Continue the article about the TV advertising upfront season from the point where it stops.

**Text excerpt**
──────────
It's That Time Again

Upfront season set to kick off with Oxygen event

A sure sign of the season appeared
in media buyers' inboxes
last week: an invitation to
Oxygen Media’s upfront event on Feb. 5.

“Once the calendar turns, a young
man’s mind turns to thoughts of the upfront,
unfortunately,” says Todd Gordon,
executive VP and U.S. director for Magna
Global, the media negotiating unit for
agency conglomerate Interpublic Group.

Media buying is a 52-week-a-year business,
but the bulk of commercials are sold
during the upfront each spring. Early indications
from analysts, buyers and ad sales
executives are that this year’s upfront will
be much like last year’s, in which advertisers
committed to buy almost $9 billion
worth of ad time on broadcast and nearly
$10 billion on cable.

0121 Upfront chart

The ink was barely dry on last year’s upfront
deals when planning began in earnest
for 2013. “It doesn’t take long before
people are saying, ‘When are we going to
do planning costs?” Gordon says.

Neil Vendetti, senior VP and managing
director of national video at media
agency Zenith, says: “You maybe have
December to take a little break. And now
we’re in the heart of pre-planning and
really starting to think about our upfront
approach. It never really ends.

“We’re starting to see a few program
development meetings getting scheduled,”
Vendetti adds. “You cringe when
you see those first emails come in.”

Last year, Oxygen, part of NBCUniversal,
held its upfront event in April. This
year, the network is piggybacking its upfront
onto a launch party for The Face, its
new supermodel competition series.

The Face launches in February, “and
we wanted to have a launch party,” says
Jane Olson, senior VP of marketing and
brand strategy for Oxygen. “A lot of our
clients were really interested in it, and it
just seemed like a natural. It was close
enough to the upfront where we could
use it as an opportunity to get messaging
out about all our programming and sort
of best the crowd in the upfront space.”

The event is just part of Oxygen’s upfront
effort, which has become a yearround
strategy of providing information
to busy media buyers and planners in
their own offices as it pumps up its reputation
as a network for reaching young
female viewers.

“One of our strategies was to really
speak to our agency partners and say what
kind of information are you looking for
from us and how do you want to receive it,” Olson says. “The plan this year is really
geared at serving them up the kinds
of things they’re interested in knowing
and how we can help them be smarter
and better at their jobs and doing it in a
way that’s easy for them to digest.”

But before things get too crazy in
April and getting to parties becomes a
hassle, Oxygen hopes buyers will come
to its event at the recently reopened Marquee
nightclub in Manhattan. On hand
will be The Face model-coaches Naomi
Campbell, Karolína Kurková and Coco
Rocha, plus a lot of folks from the fashion
world, given that Fashion Week
kicks off two days later, on Feb. 7. Personalities
from other
Oxygen shows will also
attend. “It will be a big
red carpet,” Olson says.

It might be early
to try to forecast how
this year’s upfront will
play out, but Pivotal
Research analyst Brian
Wieser, a former agency
forecaster, is willing
to take a shot. After
surviving the fiscal cliff threat, which
would have negatively impacted the
media business, advertisers are roughly
in the same place as they were last year,
Weiser says.
──────────
**Dataset records**
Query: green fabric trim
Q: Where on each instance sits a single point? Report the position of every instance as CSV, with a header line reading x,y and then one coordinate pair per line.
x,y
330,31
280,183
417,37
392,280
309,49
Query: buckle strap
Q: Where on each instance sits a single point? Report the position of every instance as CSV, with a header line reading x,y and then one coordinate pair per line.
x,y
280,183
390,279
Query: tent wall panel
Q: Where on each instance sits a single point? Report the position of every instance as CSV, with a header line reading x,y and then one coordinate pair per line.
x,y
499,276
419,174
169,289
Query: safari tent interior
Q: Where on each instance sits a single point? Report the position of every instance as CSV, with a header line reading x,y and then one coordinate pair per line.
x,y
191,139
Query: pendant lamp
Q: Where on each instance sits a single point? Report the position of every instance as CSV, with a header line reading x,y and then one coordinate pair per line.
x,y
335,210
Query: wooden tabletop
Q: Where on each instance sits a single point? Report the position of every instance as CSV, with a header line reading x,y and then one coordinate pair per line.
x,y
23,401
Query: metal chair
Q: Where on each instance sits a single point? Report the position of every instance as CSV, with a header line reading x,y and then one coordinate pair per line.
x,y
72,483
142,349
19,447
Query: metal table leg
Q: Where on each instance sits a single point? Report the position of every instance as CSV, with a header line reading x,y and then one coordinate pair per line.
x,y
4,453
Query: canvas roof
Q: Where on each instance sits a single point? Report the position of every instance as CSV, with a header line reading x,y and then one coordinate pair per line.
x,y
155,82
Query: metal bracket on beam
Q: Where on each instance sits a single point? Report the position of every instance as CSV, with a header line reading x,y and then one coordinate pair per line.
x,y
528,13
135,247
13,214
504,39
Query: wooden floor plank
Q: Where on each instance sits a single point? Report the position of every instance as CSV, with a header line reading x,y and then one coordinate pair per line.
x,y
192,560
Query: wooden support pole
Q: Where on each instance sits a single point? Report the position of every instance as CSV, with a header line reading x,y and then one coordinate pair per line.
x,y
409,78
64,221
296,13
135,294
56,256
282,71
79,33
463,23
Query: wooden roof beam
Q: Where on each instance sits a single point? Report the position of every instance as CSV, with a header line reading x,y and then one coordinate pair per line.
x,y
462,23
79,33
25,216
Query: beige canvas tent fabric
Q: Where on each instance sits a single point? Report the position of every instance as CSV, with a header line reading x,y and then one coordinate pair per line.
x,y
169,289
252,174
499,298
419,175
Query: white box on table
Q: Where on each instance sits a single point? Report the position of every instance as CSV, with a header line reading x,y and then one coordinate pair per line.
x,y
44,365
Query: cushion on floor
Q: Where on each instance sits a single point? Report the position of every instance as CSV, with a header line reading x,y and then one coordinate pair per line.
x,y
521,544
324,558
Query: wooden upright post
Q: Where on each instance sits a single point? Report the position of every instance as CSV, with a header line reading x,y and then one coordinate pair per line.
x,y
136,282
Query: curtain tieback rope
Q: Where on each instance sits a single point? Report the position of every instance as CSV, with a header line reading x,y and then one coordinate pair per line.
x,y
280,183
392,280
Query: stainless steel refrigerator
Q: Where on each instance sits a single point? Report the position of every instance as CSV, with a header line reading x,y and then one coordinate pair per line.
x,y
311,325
──────────
**The result**
“I think the only difference is that
advertisers have a hair trigger on their
decision-making,” he says. “That means
nobody’s really going to know scatter
till the last possible minute. But when it
comes to the upfront, it’s the opposite.
They’re convinced they need to commit,
so they commit.”

That means, like last year, most budgets
will continue to be brought forward
in the upfront marketplace.

“If everything plays out as it has historically,
my benchmark is to assume it will
be about a flat market for network TV,”
Wieser says. And "at market suggests
high single-digit price increases for the
broadcast net with the most inventory.

“As long as the economy continues
to create brands that differentiate
themselves on the basis of awareness
of unique attributes, there will be new
advertisers that disproportionately
value broadcast network
reach. And always, the most efficient way to satisfy that goal
will be packages of network
TV inventory,” Wieser says.

That same dynamic should
mean more money heading to
cable from big advertisers who
use it to satisfy or supplement
their reach goals; they need to
balance flat budgets with the
fact that network TV continues
to rise in pricing, Wieser notes.

Zenith’s Vendetti says he is
anticipating moderate volume
growth in the upfront. “The media
and ad economy is a little
bit insulated from the general economy,
and one of the toughest things in a lot of
cases to explain to clients,” he says.

Key issues that might affect negotiation
include the growing impact of
digital video and measurement issues.

Digital video has become more important
as traditional TV ratings decline on
mobile devices. “I think that if you are
willing to keep your options open and
willing to play the market, then there’s
plenty of eyeballs to find and plenty of
value to be had,” Magna’s Gordon says.

Zenith expects to pay one price
for eyeballs, wherever they’re watching.
“Our point of view is, we have
established pricing based on our TV
deals, and that’s the established rate
for putting an ad in that content, and
we’re looking for pricing parity across
screens,” Vendetti says.

Networks will also be looking to
monetize more delayed DVR viewing
by switching to the C7 metric, which
counts commercial viewing up to seven
days after air.

“For advertisers who might not
change their copy out, might not have a
retail message, or might not be trying to
drive people based on a time-sensitive
event, then I think C7 is definitely a
discussion that should be happening.
We’ve had those discussions with clients
since the advent of C3,” Vendetti
says. “But I think it’s obviously not a
one-size-fits-all situation, and the vendors
I’ve spoken to understand that.”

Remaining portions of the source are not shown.